>> begin DATASET RECORDS

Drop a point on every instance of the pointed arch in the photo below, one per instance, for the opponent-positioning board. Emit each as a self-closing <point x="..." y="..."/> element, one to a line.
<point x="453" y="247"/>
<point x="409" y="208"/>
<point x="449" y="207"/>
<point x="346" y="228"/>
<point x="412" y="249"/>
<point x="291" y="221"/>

>> end DATASET RECORDS

_EXERCISE TASK_
Reproduce the records above line for line, keeping every character unchanged.

_RESULT OF THE EXERCISE_
Drop a point on every instance of the pointed arch in the photo below, one per instance, for the opponent-positioning board. Emit each as a self-closing <point x="..." y="..."/> element, one to a line.
<point x="453" y="247"/>
<point x="409" y="208"/>
<point x="449" y="207"/>
<point x="346" y="228"/>
<point x="412" y="249"/>
<point x="291" y="221"/>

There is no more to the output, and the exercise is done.